== Texte fourni ==

Publié le 05 septembre 2008 par Zoridae
Sept petits motsC'est le troisième jour. Les visages sont tendus, les yeux cernés. Des enfants minuscules gravissent la côte agrippés à leur mère, une peluche usée contre le cœur. Devant les portes vitrées, encore fermées les regards dérivent, épient sur les déambulations du gardien. Soudain le premier cri jaillit. Un garçon, dont sa mère s'était éloignée d'un pas, pleure ; il lui tend les bras, se colle contre elle, niche sa tête dans son cou. Les parents autour haussent la voix et glissent sur le trottoir avec des mimiques ingénues, de manière à dissimuler aux yeux du leur la vue de l'enfant éploré. Je regarde mon fils, je lisse ses cheveux au-dessus de son front. Jusqu'à son œil droit, écarquillé, s'entrelacent des veines d'un bleu tranchant.
Il soupire, les joues gonflées. Dans mes bras, il est avachi, il me parle d'une voix que je ne reconnais pas, atone, calme. Parfois il me regarde comme s'il avait peur de m'oublier, je sens qu'il se repait de moi et il me faut réaliser cela sans partir avec lui en courant, à l'autre bout de la ville. Je brode pour lui, inlassablement, ce que je sais de ses matinées à l'école pour les transformer en épisodes lumineux, plein de panache et de gloire. Il ne semble pas m'entendre. A son tour, il prononce, difficilement, les sept petits mots qu'il a dit en s'éveillant. Rien d'autre que ce chapelet à une seule prière. Je me tais, la gorge serrée, j'attends et j'espère que ce ne sera pas trop dur.

===
== Lignes ==

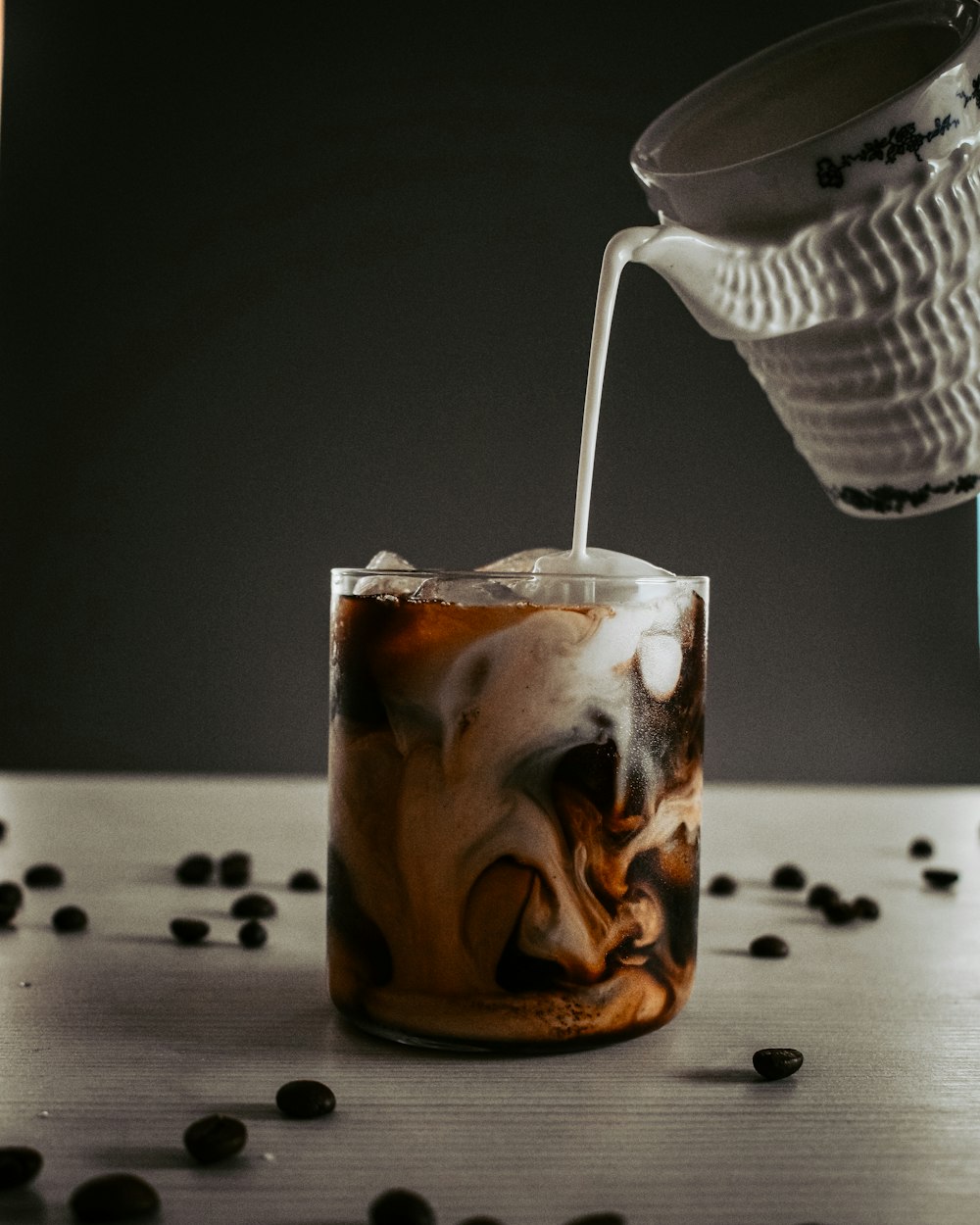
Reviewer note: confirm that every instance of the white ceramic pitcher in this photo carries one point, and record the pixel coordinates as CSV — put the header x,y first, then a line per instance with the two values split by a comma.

===
== Lignes ==

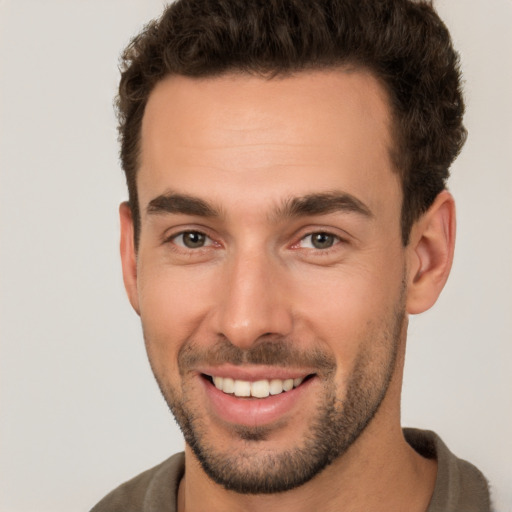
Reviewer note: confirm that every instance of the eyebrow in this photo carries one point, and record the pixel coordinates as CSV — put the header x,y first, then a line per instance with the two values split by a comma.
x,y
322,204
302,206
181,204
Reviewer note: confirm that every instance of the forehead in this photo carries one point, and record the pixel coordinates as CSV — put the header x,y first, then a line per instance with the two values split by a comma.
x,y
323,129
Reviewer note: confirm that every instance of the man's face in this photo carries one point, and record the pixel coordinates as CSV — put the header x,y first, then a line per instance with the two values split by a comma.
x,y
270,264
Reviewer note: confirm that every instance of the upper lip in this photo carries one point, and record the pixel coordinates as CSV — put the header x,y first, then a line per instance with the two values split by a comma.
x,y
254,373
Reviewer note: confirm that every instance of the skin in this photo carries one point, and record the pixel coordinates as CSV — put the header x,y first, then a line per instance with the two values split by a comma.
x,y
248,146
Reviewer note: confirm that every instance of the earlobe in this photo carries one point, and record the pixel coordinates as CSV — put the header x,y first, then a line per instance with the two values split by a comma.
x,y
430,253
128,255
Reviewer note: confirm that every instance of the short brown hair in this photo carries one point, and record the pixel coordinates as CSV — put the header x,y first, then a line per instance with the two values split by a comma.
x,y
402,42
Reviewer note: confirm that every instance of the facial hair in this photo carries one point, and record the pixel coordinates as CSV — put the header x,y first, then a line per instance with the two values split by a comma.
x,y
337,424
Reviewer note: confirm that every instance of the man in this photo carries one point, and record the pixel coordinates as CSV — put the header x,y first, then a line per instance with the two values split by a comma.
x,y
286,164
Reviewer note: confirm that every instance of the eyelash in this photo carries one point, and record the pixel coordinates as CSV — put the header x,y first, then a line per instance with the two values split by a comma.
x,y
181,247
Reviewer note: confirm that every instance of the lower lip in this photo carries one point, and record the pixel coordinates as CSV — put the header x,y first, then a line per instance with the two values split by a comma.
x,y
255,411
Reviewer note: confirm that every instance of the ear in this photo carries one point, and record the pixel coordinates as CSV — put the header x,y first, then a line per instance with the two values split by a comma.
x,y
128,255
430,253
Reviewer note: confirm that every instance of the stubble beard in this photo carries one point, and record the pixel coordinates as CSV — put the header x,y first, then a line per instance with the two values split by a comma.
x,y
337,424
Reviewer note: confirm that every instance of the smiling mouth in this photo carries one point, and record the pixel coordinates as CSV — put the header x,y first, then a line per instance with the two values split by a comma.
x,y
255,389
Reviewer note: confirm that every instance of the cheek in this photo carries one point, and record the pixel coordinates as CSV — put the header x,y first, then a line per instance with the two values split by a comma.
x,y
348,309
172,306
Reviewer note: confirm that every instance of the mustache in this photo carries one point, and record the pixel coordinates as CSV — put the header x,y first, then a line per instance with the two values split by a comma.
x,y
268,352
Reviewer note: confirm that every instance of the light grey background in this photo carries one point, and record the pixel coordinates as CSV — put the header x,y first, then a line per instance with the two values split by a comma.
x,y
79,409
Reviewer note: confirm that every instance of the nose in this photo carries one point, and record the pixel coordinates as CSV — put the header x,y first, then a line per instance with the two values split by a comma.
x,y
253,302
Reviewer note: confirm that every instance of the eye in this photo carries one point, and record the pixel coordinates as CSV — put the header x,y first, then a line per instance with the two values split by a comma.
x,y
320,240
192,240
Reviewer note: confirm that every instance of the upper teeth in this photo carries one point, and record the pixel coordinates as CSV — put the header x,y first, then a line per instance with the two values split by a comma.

===
== Lignes ==

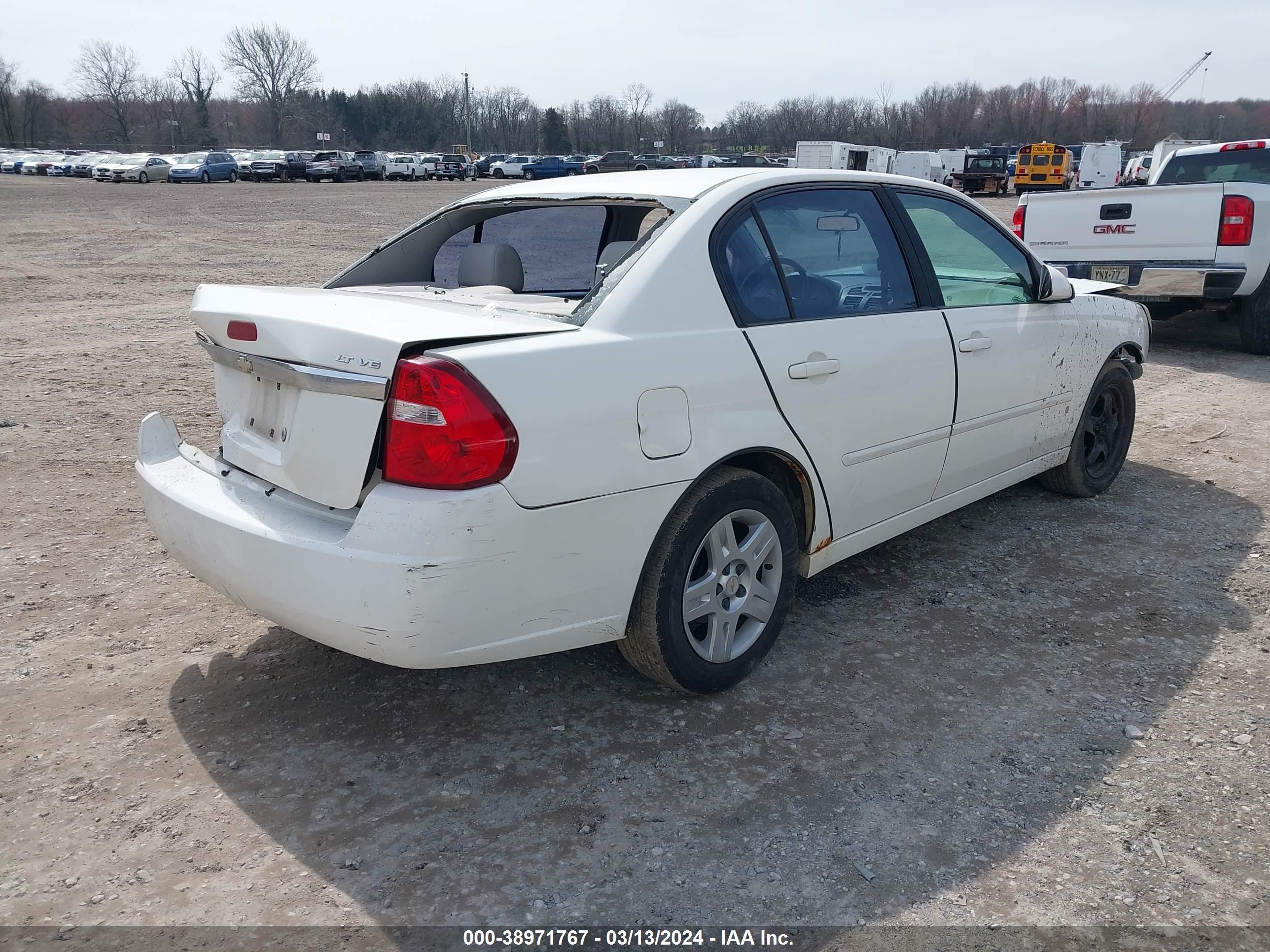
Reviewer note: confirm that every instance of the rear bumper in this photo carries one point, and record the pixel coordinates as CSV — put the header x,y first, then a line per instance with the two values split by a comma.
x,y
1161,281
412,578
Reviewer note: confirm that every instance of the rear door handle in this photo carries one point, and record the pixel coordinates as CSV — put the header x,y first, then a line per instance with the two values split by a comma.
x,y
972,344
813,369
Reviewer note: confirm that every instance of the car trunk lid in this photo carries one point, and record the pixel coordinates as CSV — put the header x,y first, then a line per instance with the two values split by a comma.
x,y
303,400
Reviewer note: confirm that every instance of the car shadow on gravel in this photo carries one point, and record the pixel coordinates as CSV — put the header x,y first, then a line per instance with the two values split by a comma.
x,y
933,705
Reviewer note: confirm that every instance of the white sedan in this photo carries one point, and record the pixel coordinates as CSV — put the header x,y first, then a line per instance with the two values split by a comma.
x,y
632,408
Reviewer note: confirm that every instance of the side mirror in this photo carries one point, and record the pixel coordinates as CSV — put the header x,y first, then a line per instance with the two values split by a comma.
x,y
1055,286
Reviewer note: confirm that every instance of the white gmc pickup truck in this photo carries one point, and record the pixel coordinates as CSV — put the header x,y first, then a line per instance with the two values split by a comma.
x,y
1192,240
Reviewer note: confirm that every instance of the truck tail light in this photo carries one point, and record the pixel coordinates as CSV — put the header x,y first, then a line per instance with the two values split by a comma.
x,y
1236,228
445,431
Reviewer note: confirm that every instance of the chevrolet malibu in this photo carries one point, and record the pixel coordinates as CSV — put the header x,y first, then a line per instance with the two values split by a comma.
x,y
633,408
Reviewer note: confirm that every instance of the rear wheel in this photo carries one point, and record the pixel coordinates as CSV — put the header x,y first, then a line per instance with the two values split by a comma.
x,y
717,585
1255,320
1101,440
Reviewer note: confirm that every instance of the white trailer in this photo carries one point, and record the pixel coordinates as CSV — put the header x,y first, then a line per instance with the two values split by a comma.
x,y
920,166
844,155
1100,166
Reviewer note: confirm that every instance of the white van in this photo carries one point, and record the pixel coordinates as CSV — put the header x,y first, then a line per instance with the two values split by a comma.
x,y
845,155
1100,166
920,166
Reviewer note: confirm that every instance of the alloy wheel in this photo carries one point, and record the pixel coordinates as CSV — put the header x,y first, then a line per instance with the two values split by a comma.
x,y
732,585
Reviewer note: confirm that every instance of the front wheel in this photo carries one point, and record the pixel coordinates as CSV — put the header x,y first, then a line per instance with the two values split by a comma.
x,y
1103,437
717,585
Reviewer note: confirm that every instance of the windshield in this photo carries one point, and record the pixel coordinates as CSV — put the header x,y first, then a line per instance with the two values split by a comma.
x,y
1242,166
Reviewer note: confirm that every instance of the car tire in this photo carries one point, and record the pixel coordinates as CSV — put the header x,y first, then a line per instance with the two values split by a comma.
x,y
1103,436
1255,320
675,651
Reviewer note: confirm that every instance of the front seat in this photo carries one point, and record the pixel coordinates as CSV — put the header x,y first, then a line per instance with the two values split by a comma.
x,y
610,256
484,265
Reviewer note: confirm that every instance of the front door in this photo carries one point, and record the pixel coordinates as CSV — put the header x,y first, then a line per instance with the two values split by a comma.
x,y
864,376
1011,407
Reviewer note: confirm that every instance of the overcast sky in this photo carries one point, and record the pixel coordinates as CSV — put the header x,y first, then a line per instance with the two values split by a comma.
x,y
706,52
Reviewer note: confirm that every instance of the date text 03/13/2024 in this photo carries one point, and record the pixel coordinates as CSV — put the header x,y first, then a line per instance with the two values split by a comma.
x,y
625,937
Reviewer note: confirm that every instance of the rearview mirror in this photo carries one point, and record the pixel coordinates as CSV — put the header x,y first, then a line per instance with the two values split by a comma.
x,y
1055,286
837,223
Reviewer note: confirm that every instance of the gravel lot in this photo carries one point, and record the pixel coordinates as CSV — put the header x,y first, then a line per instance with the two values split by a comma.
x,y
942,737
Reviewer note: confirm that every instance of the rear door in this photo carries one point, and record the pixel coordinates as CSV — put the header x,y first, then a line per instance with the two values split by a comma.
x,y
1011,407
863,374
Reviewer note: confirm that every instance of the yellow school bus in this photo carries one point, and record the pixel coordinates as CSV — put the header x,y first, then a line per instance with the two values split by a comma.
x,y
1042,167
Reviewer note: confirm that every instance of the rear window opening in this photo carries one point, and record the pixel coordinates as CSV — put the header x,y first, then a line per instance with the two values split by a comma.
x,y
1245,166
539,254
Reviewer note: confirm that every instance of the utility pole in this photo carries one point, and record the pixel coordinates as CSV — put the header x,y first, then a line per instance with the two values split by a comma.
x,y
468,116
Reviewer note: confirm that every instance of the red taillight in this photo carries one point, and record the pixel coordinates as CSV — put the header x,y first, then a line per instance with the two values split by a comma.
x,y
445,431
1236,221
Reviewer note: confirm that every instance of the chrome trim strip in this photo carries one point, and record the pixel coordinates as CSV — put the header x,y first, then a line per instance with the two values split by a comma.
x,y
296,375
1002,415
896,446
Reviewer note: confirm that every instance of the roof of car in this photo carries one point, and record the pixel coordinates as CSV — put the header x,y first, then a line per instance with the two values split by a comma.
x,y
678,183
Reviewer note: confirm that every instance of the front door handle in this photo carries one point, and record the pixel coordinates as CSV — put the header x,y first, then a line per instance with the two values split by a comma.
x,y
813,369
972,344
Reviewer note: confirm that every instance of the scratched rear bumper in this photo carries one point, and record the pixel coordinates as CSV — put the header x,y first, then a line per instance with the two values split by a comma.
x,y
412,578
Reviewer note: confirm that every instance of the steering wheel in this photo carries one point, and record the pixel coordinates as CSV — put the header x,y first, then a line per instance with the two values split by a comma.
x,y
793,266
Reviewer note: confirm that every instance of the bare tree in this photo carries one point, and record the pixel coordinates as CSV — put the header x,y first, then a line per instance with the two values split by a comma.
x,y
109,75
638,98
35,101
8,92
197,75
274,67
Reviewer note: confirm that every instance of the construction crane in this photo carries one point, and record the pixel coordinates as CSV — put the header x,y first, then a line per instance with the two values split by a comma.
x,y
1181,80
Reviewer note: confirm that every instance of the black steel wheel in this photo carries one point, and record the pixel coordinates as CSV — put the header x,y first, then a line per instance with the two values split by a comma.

===

> Tâches:
**a.** Repérez et recopiez chaque ligne qui contient le mot « upper », en tenant compte de la casse.
**b.** Prolongez le récit du troisième jour d'école d'un enfant en reprenant après sa dernière phrase.
Le texte et les lignes constituent deux matériaux indépendants.

> Réponses par tâche:
**a.**
Reviewer note: confirm that every instance of the upper lip in this photo carries one point, and record the pixel coordinates as CSV — put the header x,y first, then a line per instance with the two values split by a comma.
Reviewer note: confirm that every instance of the upper teeth in this photo carries one point, and record the pixel coordinates as CSV — put the header x,y first, then a line per instance with the two values split by a comma.

**b.**
Enfin, le gardien, tourne le loquet et nous rentrons. Ce n'est pas la joyeuse bousculade de la rentrée. Les enfants ne courent plus, empêtrés dans les jambes de leurs parents, serrés, portés, embrassés, ils avancent comme à reculons.
De nouveau, dans la cage d'escalier, un cri résonne. Mais cette fois, il est repris en chœur. Des petites filles en robes roses hoquettent. Leurs cheveux sont artistiquement retenus par des bandeaux, des barrettes, des rubans pailletés tandis que sur leurs joues dévalent des flots de larmes. Dans une classe, une mère, fébrile, désigne un puzzle en bois. Son fils hurle tandis qu'elle l'assoit sur une petite chaise, devant une petite table, parfaitement conçue pour lui. Elle retourne le puzzle. Les pièces claquent et s'entrechoquent sur la table. Alors, l'enfant hurle de plus belle. Il empoigne les morceaux de bois pour les jeter par terre. Sa mère se fâche. Elle lui tape les mains, une dizaine de fois, la langue pincée entre les dents, pointée entre les lèvres. Il se lève, lui tend les bras, étouffant dans son chagrin. Elle lui tape les fesses et l'oblige à s'asseoir. Tirant sur les bords de sa jupe trop courte, elle guette avec angoisse la maîtresse.
Dans l'escalier, un père avec de grands gestes désigne le chiffre peint en rouge sur le mur : "Alors ? Qu'est-ce que c'est ça ? demande-t-il, goguenard."
Son petit garçon, l'air effrayé, fixe les portes des salles d'où proviennent, amplifiées, des lamentations éperdues.
"Là, là, braille le père, regarde. Pfff soupire-t-il, tu es vraiment difficile ce matin, toi !"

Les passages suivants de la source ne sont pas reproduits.